(Description of the task):
Where a line of the material contains the string "green", copy that line.

(Given data):
◇ ◇ ◇ ◇
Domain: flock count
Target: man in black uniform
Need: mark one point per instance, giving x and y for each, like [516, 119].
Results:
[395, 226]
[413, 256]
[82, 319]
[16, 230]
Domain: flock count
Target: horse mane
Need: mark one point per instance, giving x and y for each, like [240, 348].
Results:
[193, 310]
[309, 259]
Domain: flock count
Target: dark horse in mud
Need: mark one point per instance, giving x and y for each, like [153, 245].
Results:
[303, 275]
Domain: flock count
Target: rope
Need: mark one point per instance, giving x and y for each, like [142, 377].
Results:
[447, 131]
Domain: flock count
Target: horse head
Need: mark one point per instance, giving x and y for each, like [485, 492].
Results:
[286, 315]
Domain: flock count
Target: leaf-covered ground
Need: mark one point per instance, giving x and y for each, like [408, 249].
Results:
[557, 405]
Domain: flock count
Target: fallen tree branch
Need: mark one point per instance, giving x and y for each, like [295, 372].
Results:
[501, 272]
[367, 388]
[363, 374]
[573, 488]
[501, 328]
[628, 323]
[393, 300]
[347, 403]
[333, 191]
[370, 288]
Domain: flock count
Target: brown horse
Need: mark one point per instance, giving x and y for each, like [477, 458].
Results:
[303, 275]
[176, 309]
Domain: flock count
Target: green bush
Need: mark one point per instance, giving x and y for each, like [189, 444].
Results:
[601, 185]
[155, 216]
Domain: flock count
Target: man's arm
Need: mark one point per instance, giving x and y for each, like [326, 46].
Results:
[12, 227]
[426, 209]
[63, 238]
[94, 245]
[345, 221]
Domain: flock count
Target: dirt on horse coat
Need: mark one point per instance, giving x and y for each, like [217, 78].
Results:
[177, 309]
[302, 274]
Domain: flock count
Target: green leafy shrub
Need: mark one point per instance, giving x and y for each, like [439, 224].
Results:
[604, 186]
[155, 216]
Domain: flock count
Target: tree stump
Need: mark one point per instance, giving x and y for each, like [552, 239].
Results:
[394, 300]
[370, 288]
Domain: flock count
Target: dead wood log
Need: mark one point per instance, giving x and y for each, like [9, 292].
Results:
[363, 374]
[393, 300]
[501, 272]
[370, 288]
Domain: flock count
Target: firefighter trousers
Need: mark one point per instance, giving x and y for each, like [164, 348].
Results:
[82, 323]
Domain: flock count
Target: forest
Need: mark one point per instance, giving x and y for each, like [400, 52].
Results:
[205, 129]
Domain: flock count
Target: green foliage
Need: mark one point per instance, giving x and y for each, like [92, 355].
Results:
◇ ◇ ◇ ◇
(Problem solution):
Target: green bush
Target: green leafy shrub
Target: green foliage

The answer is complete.